## BRIEF
Exactly as written, give back every record below.

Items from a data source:
· · · · · · ·

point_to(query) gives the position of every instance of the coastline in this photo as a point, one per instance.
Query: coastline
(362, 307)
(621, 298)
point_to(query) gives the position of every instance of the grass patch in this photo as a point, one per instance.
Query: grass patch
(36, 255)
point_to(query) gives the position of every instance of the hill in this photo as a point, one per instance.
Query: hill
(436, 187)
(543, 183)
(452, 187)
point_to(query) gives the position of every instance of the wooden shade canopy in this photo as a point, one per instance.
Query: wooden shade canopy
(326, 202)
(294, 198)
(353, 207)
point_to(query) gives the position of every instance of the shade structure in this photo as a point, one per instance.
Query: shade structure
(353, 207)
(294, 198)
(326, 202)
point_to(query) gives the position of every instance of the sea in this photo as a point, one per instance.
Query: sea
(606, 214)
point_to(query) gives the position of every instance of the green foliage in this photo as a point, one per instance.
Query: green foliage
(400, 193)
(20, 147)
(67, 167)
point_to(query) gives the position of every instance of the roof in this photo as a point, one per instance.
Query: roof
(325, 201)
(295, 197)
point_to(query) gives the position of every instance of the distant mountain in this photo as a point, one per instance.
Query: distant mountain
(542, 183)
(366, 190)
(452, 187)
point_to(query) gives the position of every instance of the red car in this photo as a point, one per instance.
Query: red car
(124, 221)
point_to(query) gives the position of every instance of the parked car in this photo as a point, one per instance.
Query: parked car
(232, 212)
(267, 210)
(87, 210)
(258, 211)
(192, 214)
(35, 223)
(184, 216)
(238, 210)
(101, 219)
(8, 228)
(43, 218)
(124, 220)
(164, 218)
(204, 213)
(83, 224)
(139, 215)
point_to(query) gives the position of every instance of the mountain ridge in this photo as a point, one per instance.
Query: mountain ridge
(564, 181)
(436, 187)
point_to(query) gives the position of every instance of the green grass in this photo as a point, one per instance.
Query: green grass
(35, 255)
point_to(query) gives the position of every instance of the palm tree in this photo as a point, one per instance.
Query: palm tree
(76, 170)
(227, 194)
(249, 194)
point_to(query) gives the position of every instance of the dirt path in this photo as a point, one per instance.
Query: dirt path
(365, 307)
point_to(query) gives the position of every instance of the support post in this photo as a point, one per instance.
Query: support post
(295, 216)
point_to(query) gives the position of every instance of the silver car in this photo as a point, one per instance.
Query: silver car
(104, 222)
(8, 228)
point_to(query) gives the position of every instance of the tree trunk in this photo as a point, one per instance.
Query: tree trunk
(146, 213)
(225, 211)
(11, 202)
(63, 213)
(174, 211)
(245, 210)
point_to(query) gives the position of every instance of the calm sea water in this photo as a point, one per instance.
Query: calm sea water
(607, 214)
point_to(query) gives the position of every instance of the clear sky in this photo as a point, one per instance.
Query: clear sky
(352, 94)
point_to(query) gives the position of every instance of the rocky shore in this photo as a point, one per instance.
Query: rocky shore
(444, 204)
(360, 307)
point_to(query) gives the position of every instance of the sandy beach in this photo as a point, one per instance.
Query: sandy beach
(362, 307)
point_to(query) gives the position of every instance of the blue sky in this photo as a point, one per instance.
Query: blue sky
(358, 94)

· · · · · · ·

## EXERCISE OUTPUT
point_to(query) gives the position of every instance of the coastline in this photo as a point, one per instance.
Query: coastline
(362, 307)
(621, 298)
point_to(query) gives the position of every instance of the grass patch in this photo as a point, one per instance.
Query: grass patch
(36, 255)
point_to(query) gives the position of every instance of the hill in this photo as a point, one per instance.
Query: hill
(436, 187)
(543, 183)
(452, 187)
point_to(query) gives the position of every instance of the wooden shade canopy in this photo as a point, one per instance.
Query: wooden shade canopy
(326, 202)
(294, 198)
(353, 207)
point_to(query) gives the position of every instance of the shade structure in this photo as a point, one per instance.
Query: shade structure
(353, 207)
(294, 198)
(326, 202)
point_to(query) gives the position of every instance of the sea in this photo as a point, one per instance.
Query: sea
(606, 214)
point_to(query) gives the position of every instance of the green foliage in this photo as a point, one per instance.
Query: green foliage
(400, 193)
(20, 147)
(67, 167)
point_to(query) gives the position of every instance of the roof in this photo as a point, one per instance.
Query: roof
(325, 201)
(295, 197)
point_to(query) gives the position of every instance of the distant mountain in this photo as a point, one per instance.
Query: distant mountain
(542, 183)
(366, 190)
(452, 187)
point_to(query) gives the position of every instance of the red car in this photo as a point, one per instance.
Query: red car
(124, 221)
point_to(query) gives the position of every instance of the parked car in this photo as a point, one per instance.
Query: parked car
(232, 212)
(267, 210)
(87, 210)
(258, 211)
(192, 214)
(35, 223)
(184, 216)
(238, 210)
(101, 219)
(8, 228)
(43, 218)
(124, 220)
(164, 218)
(204, 213)
(83, 224)
(139, 215)
point_to(query) gives the position of every instance of the mountain ridge in this photo as a point, one per instance.
Query: mountain ridge
(564, 181)
(436, 187)
point_to(query) gives the position of every instance of the green grass in this photo as a point, one per instance.
Query: green grass
(35, 255)
point_to(query) gives the position of every instance of the palm tree in this photo as a point, one per instance.
Query: palm tree
(76, 170)
(227, 194)
(249, 194)
point_to(query) gives the position of every instance of the dirt path in this photo as a point, one per instance.
Query: dirt path
(365, 307)
point_to(query) gives the position of every instance of the support post in this photo as a point, one per instance.
Query: support post
(295, 216)
point_to(query) gives the position of every instance of the silver car in this photo as a point, one per instance.
Query: silver car
(104, 222)
(8, 228)
point_to(query) gives the position of every instance of the tree trunk in this photo as a point, one per instance.
Query: tree trunk
(146, 213)
(225, 211)
(11, 202)
(63, 213)
(174, 211)
(245, 210)
point_to(query) gives the position of every instance of the calm sea water in this photo as a point, one per instance.
Query: calm sea water
(607, 214)
point_to(query) gives the position of every instance of the clear sky in this photo as a point, one per instance.
Query: clear sky
(352, 94)
point_to(query) gives the position of every instance of the rocky shore in this photo as a point, one per instance.
Query: rocky shore
(444, 204)
(360, 307)
point_to(query) gives the position of every instance of the sandy beach in this photo as a point, one per instance.
Query: sandy beach
(362, 307)
point_to(query) gives the position of every instance of the blue sky in this photo as a point, one per instance.
Query: blue sky
(358, 94)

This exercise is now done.